▶ _WORK REQUEST_: In the entries below, return only the line containing "target: <item>large window pane</item>" and those after it, exactly, through the last line.

Saved entries
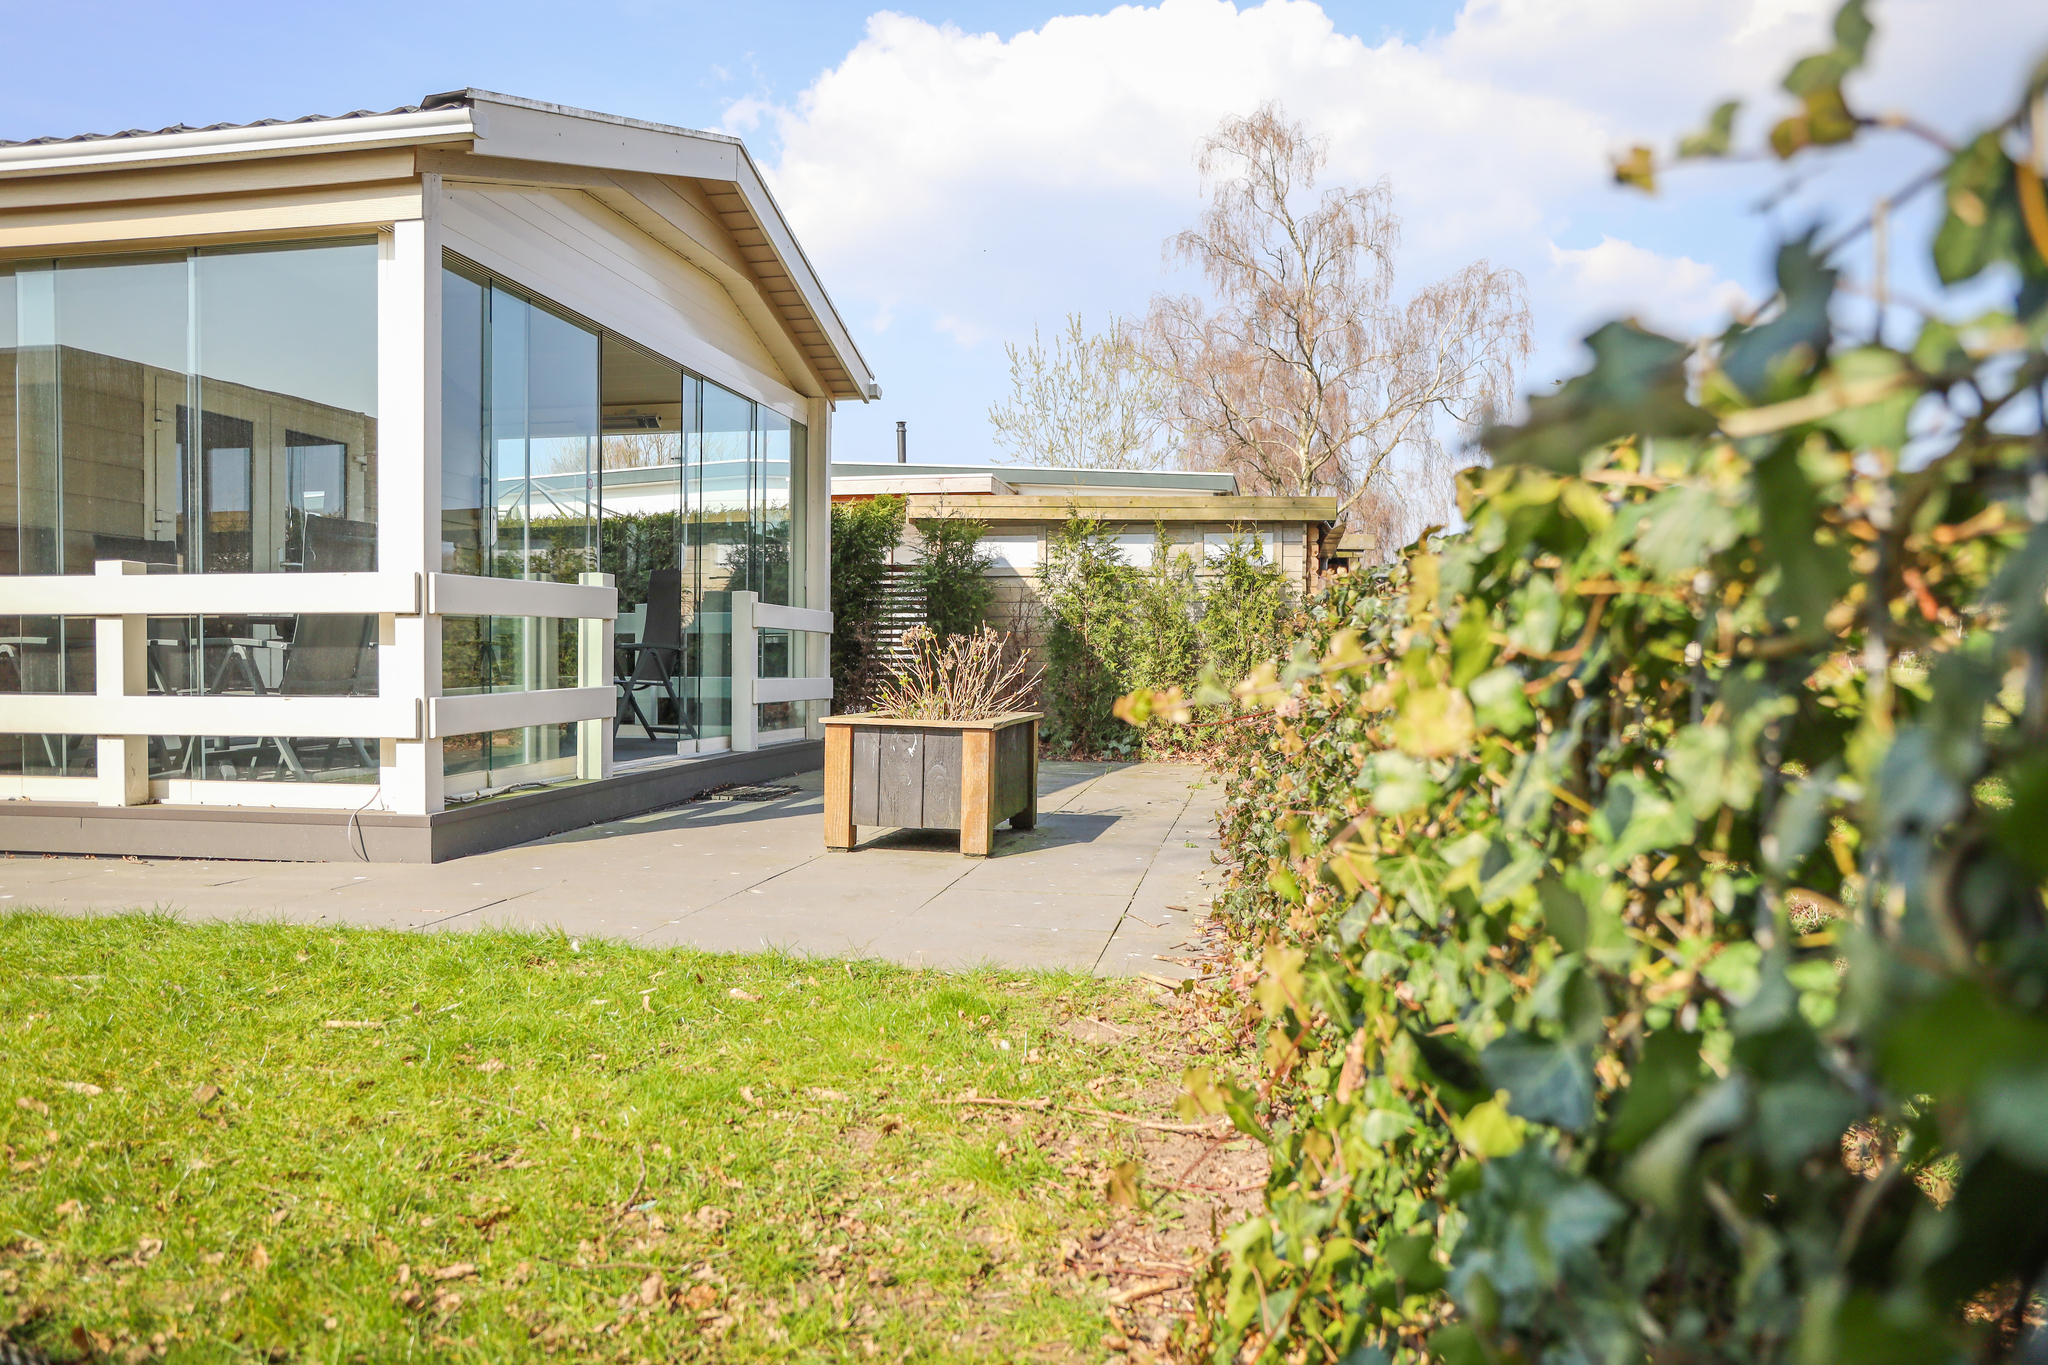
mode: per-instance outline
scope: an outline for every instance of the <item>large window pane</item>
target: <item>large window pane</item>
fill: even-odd
[[[192,264],[207,571],[376,568],[376,244],[209,250]]]
[[[0,270],[0,572],[376,566],[377,247]]]
[[[488,573],[484,286],[441,272],[441,571]]]
[[[21,571],[91,573],[97,559],[176,566],[189,260],[58,261],[16,280]]]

▶ _RESPONSE_:
target: <item>large window pane</item>
fill: even-odd
[[[192,264],[207,571],[376,568],[376,244],[209,250]]]
[[[0,270],[0,572],[376,566],[377,247]]]
[[[488,573],[484,286],[441,272],[441,571]]]
[[[21,571],[91,573],[97,559],[176,566],[189,260],[58,261],[16,280]]]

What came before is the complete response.